** start Text **
NATO’s future is intimately connected to both its past and present. It has, after all, survived half a century of extraordinary change in very good order. It spectacularly proved its enduring relevance on September 12, 2001, when Article 5, the collective defense clause designed to save Europe from the Soviet Union, was invoked to help the United States from the new and evil scourge of mass terror.
As the organization’s tenth Secretary General, in 2002 I saw the final divisions and stereotypes of the Cold War smashed around the NATO-Russia Council table at its first meeting in Rome and NATO’s largest ever enlargement in Prague. In the rubble of the World Trade Center, I saw what the terrorists could do as well as how NATO could regroup to help defeat them. I saw NATO troops bringing hope to the streets of Kabul, a continent and a half away from the old Iron Curtain. Most of all, I saw a transformed Atlantic Alliance doing what it has done best since 1949: delivering safety and security where it matters and when it matters.
In 1949, the Washington Treaty, on which the Atlantic Alliance is based, was written. The authors wanted the language to be as clear and concise as possible. Most writers claim this as the goal, but few deliver. However, one of the authors had a benchmark: that the Treaty should be written so that it could be understood by a milkman from Omaha. That Nebraskan dairyman turned out to be an excellent editor, because the Washington Treaty is a model of clarity and brevity.
How would the Alliance’s first editorial influence react to the new NATO, 55 years on? What would he understand? Or, indeed, completely fail to comprehend? First of all, our milkman would be surprised to find that the Alliance is still in business. Based on his own experience, he would have expected the Yanks to come home and the Europeans to fall out, but neither happened. More recently, historians told us that alliances between free nations do not survive the disappearance of the threat that first brought them together.
** end Text **
** start Information given **
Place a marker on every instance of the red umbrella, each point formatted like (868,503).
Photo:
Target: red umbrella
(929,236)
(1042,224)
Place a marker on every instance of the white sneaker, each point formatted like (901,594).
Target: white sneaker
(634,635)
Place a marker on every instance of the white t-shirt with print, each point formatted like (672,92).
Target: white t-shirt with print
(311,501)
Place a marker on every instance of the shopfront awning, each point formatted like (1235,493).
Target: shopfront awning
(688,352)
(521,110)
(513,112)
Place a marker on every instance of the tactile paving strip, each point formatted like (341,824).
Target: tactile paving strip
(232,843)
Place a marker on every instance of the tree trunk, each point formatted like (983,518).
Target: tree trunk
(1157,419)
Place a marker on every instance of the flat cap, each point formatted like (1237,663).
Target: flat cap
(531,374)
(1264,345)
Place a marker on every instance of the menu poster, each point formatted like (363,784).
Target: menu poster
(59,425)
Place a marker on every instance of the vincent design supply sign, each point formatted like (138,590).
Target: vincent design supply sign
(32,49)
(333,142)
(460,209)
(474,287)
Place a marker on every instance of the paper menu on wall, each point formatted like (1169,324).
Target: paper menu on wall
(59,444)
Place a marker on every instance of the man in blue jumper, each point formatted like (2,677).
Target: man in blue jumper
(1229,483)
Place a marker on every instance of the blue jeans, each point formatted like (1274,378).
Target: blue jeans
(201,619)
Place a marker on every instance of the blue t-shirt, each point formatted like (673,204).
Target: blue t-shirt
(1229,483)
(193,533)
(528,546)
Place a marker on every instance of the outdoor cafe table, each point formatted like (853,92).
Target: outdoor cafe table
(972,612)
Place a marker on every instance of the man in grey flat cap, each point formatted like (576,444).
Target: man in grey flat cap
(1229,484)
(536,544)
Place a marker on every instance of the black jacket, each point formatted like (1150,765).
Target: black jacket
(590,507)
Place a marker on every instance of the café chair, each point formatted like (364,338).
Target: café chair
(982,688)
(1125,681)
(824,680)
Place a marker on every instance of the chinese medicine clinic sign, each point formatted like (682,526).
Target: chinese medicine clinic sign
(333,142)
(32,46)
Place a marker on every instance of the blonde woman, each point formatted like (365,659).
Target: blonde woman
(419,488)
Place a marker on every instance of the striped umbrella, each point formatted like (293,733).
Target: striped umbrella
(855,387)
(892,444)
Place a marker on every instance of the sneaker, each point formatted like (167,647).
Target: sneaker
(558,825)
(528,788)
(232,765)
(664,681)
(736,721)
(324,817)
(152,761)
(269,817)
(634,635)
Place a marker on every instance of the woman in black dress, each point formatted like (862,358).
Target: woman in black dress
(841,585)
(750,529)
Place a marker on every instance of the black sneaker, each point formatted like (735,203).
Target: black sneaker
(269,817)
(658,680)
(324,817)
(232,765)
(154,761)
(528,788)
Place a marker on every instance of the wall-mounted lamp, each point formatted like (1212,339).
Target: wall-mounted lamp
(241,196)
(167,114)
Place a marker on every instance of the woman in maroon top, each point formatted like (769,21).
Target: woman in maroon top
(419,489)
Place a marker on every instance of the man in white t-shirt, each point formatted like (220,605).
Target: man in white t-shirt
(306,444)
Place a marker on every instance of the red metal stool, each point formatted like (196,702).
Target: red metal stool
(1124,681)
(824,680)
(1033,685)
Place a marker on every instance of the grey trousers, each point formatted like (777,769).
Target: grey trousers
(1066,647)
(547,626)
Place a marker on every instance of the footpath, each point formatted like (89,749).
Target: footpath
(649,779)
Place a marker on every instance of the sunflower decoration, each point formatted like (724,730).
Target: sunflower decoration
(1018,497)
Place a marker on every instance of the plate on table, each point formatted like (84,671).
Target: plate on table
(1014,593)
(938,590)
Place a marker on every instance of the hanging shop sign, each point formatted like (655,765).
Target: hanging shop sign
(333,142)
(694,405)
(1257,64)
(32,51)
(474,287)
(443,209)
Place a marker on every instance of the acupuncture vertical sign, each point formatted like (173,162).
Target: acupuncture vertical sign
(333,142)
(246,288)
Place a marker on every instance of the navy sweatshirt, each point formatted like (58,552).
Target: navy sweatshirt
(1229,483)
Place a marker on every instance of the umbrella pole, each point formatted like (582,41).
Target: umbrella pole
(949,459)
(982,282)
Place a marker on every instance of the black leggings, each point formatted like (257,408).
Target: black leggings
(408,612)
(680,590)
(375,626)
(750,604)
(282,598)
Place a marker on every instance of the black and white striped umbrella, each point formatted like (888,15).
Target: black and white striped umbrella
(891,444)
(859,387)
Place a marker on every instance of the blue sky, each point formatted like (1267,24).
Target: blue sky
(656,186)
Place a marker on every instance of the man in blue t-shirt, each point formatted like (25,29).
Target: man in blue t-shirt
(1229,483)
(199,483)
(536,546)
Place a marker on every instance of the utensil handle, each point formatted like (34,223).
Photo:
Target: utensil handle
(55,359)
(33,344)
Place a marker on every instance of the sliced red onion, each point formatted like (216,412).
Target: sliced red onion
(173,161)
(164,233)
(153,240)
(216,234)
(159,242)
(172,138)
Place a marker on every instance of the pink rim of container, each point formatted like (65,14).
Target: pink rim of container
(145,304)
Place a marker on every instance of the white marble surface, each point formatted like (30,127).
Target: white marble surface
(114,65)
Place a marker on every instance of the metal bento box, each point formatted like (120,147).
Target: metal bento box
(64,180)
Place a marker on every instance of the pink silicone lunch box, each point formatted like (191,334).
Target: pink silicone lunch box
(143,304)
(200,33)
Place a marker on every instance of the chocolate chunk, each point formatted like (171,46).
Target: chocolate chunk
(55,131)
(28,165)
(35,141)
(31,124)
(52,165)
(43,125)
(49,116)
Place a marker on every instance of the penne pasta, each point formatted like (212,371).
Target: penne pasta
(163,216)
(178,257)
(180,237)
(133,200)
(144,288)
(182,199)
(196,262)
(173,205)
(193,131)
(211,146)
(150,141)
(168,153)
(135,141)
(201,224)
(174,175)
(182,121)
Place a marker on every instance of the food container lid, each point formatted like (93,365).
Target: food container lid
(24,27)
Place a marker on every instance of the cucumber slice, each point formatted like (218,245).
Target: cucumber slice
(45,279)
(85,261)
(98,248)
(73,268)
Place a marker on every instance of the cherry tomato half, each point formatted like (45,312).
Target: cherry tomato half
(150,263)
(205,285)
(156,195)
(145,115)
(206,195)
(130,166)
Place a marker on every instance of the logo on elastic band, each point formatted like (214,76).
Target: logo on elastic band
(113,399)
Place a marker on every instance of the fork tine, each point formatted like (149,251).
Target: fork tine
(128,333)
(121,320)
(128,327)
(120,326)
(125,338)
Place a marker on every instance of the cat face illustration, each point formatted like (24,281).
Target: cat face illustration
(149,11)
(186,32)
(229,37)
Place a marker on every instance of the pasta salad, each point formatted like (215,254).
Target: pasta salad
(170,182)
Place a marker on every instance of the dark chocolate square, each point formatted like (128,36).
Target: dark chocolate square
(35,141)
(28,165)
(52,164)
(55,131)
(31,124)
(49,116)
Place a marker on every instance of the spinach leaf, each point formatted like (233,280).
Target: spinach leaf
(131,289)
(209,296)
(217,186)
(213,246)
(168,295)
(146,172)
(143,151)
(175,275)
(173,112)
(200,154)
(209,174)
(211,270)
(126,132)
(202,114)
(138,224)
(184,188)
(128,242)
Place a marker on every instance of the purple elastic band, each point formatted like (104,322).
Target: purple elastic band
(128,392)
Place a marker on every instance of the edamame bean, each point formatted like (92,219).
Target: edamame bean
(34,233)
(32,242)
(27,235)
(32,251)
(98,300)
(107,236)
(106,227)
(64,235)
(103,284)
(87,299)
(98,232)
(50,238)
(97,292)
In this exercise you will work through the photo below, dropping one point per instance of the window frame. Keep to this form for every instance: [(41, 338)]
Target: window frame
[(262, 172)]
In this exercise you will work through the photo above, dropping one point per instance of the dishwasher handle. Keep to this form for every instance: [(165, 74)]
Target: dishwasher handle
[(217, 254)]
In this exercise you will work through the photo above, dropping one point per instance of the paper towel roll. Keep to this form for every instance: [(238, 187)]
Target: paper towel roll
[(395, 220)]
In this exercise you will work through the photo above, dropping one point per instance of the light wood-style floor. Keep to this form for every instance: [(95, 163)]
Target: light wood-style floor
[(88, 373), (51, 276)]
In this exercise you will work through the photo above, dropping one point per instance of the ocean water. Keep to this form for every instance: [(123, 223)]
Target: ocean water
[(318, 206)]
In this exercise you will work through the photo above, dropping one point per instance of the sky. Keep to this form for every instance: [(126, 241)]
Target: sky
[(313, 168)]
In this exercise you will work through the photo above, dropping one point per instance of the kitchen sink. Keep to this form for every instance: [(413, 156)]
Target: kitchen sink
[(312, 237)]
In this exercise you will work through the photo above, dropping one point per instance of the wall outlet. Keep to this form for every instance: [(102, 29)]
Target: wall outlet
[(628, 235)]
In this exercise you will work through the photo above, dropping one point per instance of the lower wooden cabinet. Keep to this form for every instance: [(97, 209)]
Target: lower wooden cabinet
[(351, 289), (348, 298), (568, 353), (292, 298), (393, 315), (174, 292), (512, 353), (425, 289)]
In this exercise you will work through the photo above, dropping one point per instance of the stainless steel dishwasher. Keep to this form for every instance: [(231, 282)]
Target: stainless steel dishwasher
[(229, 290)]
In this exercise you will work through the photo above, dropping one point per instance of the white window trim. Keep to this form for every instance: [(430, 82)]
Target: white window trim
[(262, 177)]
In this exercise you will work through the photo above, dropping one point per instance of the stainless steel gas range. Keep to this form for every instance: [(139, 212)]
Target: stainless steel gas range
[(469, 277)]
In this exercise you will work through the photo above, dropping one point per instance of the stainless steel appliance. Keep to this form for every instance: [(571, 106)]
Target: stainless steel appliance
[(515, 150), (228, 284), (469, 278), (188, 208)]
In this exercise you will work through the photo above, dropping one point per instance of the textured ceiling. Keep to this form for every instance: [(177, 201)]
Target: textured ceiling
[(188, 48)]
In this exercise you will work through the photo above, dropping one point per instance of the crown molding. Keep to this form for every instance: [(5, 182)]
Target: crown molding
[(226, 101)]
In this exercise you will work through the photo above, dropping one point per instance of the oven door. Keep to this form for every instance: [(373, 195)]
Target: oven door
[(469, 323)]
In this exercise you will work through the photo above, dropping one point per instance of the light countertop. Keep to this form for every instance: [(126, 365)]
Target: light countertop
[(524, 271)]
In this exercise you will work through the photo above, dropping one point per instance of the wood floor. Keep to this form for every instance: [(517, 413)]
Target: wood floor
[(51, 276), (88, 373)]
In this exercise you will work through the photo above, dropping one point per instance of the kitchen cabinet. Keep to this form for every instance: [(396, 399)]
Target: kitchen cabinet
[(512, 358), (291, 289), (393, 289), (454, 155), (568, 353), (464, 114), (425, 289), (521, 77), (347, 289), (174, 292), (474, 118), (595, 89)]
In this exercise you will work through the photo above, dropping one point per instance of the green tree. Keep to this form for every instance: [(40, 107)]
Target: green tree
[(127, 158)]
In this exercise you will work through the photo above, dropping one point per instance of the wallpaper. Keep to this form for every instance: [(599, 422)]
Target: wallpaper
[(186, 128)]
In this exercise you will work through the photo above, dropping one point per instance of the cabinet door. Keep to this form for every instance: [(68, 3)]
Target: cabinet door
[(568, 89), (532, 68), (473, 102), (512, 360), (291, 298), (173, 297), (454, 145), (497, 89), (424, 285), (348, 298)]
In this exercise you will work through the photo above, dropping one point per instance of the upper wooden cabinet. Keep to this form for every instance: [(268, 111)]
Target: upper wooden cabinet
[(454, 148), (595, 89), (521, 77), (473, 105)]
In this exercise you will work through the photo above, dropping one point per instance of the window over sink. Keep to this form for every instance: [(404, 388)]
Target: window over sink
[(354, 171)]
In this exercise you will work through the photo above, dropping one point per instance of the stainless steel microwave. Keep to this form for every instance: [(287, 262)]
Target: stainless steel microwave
** end Information given **
## Jobs
1. In the NATO text, what benchmark did one of the Washington Treaty's authors set for how clearly it should be written?
2. Please write a continuation of the NATO text, picking up right after its final sentence.

## Answers by task
1. The Treaty should be written so that it could be understood by a milkman from Omaha.

2.
NATO has disproved that argument. The Warsaw Pact disintegrated and NATO modernized. The first reason was to help spread security and stability eastwards across Europe. Then NATO went on to use its unique multinational military capabilities to bring peace to Europe’s bloody and chaotic Balkan backyard. Bosnia, Kosovo and Macedonia are no longer in the headlines because NATO acted, learned lessons, and put them into practice. NATO helped stop civil war in Bosnia, acted to prevent ethnic cleansing in Kosovo, and intervened to prevent a civil war in Macedonia. In each successive crisis, NATO’s involvement came at an earlier stage and was therefore increasingly effective in saving lives and preventing overspill. The Alliance was prepared to stay the course. Today, the new threats of terrorism in our post-September 11 world must be confronted.
The challenges have changed, but so too has NATO. Our milkman would understand and approve. He would do the math: 12 members in 1949 and 26 today, a clear message of success. He might, however, wonder what had happened to the old adversary, the Soviet Union.
Here, however, his perspective would be different from ours. From his 1949 vantage point, only four years after the end of the common struggle against fascism and with the Iron Curtain only beginning to fall across Europe, he might not be that surprised to hear that we are once again partners with Russia. But for the children of the Cold War, the journey from the shadow of mutual extinction to a NATO-Russia Council in which Russia sits as an equal with 26 NATO members to deal with the common threats of the 21st century is nothing less than epic. We might still have our differences with Russia, but they are the signs of politics and diplomacy, not of mutually assured destruction.
No matter how capable NATO is, it cannot meet today’s challenges on its own. Reliable friends are needed, as are partners—hence the engagements with the Euro-Atlantic Partnership Council (EACP) and Partnership for Peace countries in the fight against terrorism. These arrangements offer groups opportunities for more individualized cooperation with NATO, and stimulate them to cooperate with their neighbors to tackle regional problems. Together, the 46 countries in the EACP form the world’s largest permanent coalition. In parallel, NATO has built truly groundbreaking partnerships with Ukraine and especially with Russia.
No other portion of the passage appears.